BEGIN EXTRACT
Copyright Archie Comic Publications Inc.

Kiernan Shipka is the star of Chilling Advetures of Sabrina on Netflix, premiering Oct. 27.

Andrew A. Smith

Tribune Content Agency

Netflix’s Chilling Adventures of Sabrina, premiering Oct. 27, seems like a very new take on the veteran character from Archie Comics. But it lifts elements from throughout the teen witch’s long history.

The idea of Sabrina Spellman being a restive, modern spellcaster in a magical society with ancient, restrictive rules goes back to her first appearance in Archie’s Madhouse in 1962. Created by two Archie A-listers, writer George Gladir and artist Dan DeCarlo, it was an upbeat intro with a hip Sabrina who nevertheless couldn’t cry, couldn’t sink in water and couldn’t fall in love. And she had a familiar, a (non-talking) cat named Salem.

Art by Dan DeCarlo. Copyright Archie Comics Publications Inc.

Sabrina first appeared in Archie’s Madhouse #22 in 1962.

Head Witch Miss Della was also introduced, a taskmistress who was training Sabrina to be a good witch by doing bad things. While only implied in this first story, later episodes would make clear that Sabrina wasn’t much into doing evil (much to Miss Della’s exasperation) – she was much more interested in hanging with friends, listening to records, dancing the Twist and exploring this whole “boyfriend” idea.

This tension has remained the heart of Sabrina’s stories (and appeal) ever since. It’s not the most original idea, with precursors such as the 1950s movies I Married a Witch and Bell, Book and Candle. The “reluctant modern witch” concept was also used to great effect in the TV series Bewitched, which premiered two years after Sabrina, in 1964.
END EXTRACT
**EXERCISE INSTRUCTIONS**
a – In the article on Sabrina's comic history, who created the character?
b – Pick up the article on Sabrina's comic-book history after its final sentence and write the next paragraph.
BEGIN SOURCE MATERIAL
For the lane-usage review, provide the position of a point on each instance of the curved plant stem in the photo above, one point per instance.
END SOURCE MATERIAL
**OUTPUTS IN ORDER**
a – Writer George Gladir and artist Dan DeCarlo created Sabrina.

b –
Meanwhile, as the ‘60s continued and Sabrina got groovier, she began picking up more elements familiar to today’s fans. Various pre-existing bit characters (primarily horror host Hilda the Witch and busybody Greta the Fairy Witch Mother) gradually morphed into Sabrina’s aunts Zelda and Hilda. A romantic rival, a Baxter High student named Rosalind, or “Roz,” began to appear, although in later years she was presented as Sabrina’s friend. Sweet-natured boyfriend Harvey Kinkle and fashion dandy Cousin Ambrose (who owed a lot to Dr. Bombay and Uncle Arthur of Bewitched) arrived in 1969.

Until that year, Sabrina had appeared in fewer than two dozen stories, primarily in Archie’s Madhouse. But she gained greater exposure when that title was replaced by Archie’s TV Laugh Out – a play on Rowan and Martin’s Laugh-In – an anthology that usually starred our teenage witch in the lead story, followed by yarns featuring the Riverdale cast. Sometimes the Archie gang would guest in the Sabrina tale (without knowing she was a witch), establishing at long last that Sabrina’s Greendale and Archie’s Riverdale were adjacent.

Sabrina had also been showing up in the Archie cartoons on Saturday morning, and she must have been popular – because 1971 was the year of Sabrina. Not only did she get her own cartoon, but her first solo comic book, with the soon-to-be-familiar title Sabrina the Teen-Age Witch emblazoned across the cover.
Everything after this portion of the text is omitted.